▶ _EXTRACTED TEXT_
[Begin]
When I try to get details from my husband his response is always "I don't remember I was drunk". I'm left to fill in the blanks with the details she provides. My recovery feels like a roller coaster and at times I am not sure who or what to trust. Honesty has and always will be the best policy.
the lying is what is killing me
I found out through google timeline what all has been going on, when I confronted her she denied everything, we are 100% divorcing because of that, I didnt tell her everything I knew, but I made a very strong case that I knew she was having an affair, all I wanted was for her to say yes I am, but she said no, "I could see why you are thinking that" the blaming me continued, I signed a lease that afternoon and moved out 2 days later, she disgusts me and i'm very traumatized by the whole ordeal from the moment I wake up to the moment I go to sleep, I hate her so much, I could have handled the divorce fine, but when I found out all the lying, my hurt went to another level
Still waiting...
Almost 3 years from Dday and we still haven't gotten through discovery. I appreciate the helpful topics today, I'm going to send this on to my husband in hopes he'll have an ah-ha moment. However I'm afraid it may be too little too late. All of the warnings you listed for failure to disclose are in fact accurate. I don't feel safe with him, It's been almost 3 years & I'm not even close to recovery, so many triggers and thoughts, trauma on the regs, intimacy (I don't even remember what that is anymore), I can't even remember the man that I married or what the good times were.
[End]
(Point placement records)
[Begin]
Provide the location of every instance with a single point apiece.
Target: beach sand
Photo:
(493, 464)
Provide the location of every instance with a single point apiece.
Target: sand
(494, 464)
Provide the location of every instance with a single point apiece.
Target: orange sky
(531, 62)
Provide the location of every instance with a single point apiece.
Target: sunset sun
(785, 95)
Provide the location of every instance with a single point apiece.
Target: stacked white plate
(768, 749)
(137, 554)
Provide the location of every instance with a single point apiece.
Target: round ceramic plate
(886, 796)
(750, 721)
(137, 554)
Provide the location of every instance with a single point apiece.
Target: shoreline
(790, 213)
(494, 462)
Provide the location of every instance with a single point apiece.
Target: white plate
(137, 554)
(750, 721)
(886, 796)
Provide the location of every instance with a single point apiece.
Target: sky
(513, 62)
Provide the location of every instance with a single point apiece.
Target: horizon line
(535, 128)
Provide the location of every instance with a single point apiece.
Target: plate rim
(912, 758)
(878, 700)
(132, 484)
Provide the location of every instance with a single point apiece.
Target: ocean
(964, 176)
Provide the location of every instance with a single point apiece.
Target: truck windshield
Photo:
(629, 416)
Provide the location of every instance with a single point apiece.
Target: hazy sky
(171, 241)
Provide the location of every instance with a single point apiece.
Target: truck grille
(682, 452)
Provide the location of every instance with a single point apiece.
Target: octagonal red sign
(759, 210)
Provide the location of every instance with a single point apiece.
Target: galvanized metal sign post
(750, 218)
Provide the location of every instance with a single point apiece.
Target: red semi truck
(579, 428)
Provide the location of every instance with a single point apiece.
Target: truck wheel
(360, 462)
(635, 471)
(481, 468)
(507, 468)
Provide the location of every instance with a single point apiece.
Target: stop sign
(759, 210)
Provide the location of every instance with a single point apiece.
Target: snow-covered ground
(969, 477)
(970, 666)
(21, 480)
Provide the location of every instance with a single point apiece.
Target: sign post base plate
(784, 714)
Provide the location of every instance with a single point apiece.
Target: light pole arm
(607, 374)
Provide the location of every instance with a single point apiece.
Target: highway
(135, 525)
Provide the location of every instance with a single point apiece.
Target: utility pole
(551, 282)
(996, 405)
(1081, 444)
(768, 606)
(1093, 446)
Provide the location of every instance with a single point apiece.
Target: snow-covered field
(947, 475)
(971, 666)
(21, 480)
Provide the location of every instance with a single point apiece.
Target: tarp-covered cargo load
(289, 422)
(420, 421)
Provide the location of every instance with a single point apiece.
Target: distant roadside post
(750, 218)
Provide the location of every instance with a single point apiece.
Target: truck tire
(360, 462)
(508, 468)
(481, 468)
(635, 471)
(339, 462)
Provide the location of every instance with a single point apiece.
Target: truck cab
[End]
▶ _DIRECTION A_
Write out the part of the excerpt about a spouse's lying between "the lying is" and "Still waiting...", inclusive.
▶ _DIRECTION B_
How many lines of the listing contain the string "pole", with case counting? Reply with the number alone.
The listing has no connection to the excerpt about a spouse's lying.

▶ _FULL SOLUTION A_
the lying is what is killing me
I found out through google timeline what all has been going on, when I confronted her she denied everything, we are 100% divorcing because of that, I didnt tell her everything I knew, but I made a very strong case that I knew she was having an affair, all I wanted was for her to say yes I am, but she said no, "I could see why you are thinking that" the blaming me continued, I signed a lease that afternoon and moved out 2 days later, she disgusts me and i'm very traumatized by the whole ordeal from the moment I wake up to the moment I go to sleep, I hate her so much, I could have handled the divorce fine, but when I found out all the lying, my hurt went to another level
Still waiting...

▶ _FULL SOLUTION B_
2